## begin RECORDS FOR THE EXERCISE

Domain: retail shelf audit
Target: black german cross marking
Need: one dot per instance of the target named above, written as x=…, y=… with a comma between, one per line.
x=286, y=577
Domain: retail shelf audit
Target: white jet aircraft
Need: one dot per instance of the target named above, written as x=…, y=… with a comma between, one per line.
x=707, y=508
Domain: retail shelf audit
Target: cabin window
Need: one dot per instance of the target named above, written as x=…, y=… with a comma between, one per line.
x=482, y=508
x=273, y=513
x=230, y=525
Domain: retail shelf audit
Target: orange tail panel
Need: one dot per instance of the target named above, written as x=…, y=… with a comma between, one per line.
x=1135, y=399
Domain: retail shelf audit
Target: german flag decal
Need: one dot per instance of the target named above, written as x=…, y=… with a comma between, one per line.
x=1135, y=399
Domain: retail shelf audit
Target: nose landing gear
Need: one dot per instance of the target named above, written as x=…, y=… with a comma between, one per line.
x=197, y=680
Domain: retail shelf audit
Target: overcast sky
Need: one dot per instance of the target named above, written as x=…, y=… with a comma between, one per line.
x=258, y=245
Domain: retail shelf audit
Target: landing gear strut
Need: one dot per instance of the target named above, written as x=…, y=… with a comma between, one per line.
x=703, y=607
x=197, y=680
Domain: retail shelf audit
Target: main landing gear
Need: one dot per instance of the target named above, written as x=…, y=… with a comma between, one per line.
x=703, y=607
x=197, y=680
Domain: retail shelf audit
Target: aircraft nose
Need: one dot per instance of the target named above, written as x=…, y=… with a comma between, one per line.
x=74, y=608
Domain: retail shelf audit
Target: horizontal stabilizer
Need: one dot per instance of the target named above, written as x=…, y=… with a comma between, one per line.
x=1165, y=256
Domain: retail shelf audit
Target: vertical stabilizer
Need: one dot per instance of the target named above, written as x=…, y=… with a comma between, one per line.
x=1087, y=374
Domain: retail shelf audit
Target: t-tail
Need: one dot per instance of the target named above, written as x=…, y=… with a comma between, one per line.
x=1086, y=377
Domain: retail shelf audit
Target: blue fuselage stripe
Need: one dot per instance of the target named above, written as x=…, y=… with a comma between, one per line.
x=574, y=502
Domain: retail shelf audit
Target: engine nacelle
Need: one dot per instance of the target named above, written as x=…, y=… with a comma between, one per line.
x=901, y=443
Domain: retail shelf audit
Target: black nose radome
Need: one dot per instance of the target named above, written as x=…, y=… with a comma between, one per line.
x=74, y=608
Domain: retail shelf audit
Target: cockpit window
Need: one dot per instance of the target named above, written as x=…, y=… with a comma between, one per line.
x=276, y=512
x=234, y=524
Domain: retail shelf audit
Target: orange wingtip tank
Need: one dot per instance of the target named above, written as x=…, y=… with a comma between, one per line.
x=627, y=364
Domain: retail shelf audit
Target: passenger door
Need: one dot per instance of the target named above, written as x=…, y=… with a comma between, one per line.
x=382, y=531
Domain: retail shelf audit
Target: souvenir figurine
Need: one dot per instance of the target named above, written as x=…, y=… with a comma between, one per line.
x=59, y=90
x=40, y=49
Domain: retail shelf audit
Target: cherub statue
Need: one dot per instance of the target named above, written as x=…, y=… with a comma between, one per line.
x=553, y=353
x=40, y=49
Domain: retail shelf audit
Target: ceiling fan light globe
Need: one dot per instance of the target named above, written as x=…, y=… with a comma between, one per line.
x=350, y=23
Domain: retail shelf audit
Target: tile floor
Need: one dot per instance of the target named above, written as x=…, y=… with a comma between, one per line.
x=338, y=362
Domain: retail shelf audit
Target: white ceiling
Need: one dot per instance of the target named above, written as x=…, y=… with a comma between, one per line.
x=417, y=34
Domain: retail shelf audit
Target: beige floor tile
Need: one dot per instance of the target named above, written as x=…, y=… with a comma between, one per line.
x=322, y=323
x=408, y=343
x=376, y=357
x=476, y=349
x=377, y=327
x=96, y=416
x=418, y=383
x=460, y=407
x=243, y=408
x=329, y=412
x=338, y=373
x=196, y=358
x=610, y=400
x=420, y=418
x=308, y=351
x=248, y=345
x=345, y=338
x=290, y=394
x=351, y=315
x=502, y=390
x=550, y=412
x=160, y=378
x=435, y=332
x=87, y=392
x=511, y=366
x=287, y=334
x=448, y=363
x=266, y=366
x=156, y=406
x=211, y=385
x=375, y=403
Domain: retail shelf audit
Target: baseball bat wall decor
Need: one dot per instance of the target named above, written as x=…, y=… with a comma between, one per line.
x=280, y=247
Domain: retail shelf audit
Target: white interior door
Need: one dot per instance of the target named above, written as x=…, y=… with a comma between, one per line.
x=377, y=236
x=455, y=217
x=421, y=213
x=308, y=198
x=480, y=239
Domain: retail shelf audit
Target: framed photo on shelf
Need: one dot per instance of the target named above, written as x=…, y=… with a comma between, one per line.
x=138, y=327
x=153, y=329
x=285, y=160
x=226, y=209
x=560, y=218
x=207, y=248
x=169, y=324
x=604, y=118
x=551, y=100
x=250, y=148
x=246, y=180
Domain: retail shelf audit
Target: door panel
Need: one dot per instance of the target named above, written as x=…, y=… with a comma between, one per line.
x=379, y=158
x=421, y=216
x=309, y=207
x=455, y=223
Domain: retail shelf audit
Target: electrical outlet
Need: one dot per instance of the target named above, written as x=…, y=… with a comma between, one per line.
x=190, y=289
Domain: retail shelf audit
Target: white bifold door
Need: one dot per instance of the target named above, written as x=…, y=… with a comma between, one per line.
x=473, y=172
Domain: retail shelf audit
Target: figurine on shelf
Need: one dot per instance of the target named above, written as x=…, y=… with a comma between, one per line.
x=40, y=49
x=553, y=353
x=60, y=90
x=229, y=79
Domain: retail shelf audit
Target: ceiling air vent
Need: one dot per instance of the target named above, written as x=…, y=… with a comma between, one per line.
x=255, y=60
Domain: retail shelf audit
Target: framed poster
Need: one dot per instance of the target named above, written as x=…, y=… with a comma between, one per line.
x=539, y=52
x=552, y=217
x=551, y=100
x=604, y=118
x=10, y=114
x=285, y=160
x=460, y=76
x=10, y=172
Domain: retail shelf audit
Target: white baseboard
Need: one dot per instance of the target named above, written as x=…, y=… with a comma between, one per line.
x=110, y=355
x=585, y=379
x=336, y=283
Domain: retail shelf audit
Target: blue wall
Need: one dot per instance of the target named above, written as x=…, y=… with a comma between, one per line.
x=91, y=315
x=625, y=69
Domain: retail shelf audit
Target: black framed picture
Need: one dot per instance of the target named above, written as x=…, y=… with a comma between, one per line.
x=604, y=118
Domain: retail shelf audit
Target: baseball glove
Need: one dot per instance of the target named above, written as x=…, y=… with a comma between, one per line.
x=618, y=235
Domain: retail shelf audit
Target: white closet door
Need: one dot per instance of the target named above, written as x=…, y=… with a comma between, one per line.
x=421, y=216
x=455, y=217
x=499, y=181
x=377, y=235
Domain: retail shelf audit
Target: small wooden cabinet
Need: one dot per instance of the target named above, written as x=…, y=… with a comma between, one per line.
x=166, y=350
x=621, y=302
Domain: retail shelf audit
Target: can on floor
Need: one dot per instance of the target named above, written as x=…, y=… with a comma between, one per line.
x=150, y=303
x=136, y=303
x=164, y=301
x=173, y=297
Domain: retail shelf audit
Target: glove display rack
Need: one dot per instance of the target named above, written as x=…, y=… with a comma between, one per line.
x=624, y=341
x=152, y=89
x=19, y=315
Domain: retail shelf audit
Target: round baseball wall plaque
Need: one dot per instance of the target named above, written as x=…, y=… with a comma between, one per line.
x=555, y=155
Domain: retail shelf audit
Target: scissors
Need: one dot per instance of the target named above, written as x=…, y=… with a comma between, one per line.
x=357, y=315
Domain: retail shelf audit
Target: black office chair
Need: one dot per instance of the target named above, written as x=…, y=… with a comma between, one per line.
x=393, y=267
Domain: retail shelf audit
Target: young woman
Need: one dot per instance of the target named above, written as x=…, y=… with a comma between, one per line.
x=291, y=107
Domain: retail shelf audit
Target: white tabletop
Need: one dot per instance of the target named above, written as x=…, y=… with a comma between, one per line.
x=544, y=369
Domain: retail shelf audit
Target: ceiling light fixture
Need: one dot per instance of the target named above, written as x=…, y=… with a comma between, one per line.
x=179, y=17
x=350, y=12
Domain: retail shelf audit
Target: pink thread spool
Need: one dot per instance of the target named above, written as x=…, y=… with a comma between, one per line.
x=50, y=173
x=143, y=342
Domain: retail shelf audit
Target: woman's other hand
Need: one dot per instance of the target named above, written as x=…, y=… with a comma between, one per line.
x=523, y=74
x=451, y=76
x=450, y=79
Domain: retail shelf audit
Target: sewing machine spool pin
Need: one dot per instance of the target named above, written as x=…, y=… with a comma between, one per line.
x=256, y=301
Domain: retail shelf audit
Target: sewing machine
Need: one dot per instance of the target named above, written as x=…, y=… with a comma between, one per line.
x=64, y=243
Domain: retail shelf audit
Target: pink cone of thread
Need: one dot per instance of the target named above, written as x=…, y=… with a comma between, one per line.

## end RECORDS FOR THE EXERCISE

INSTRUCTIONS TO FOLLOW:
Collect every line of the records above that contains the string "thread", and treat uppercase and lowercase as different.

OUTPUT BELOW:
Target: pink thread spool
Target: pink cone of thread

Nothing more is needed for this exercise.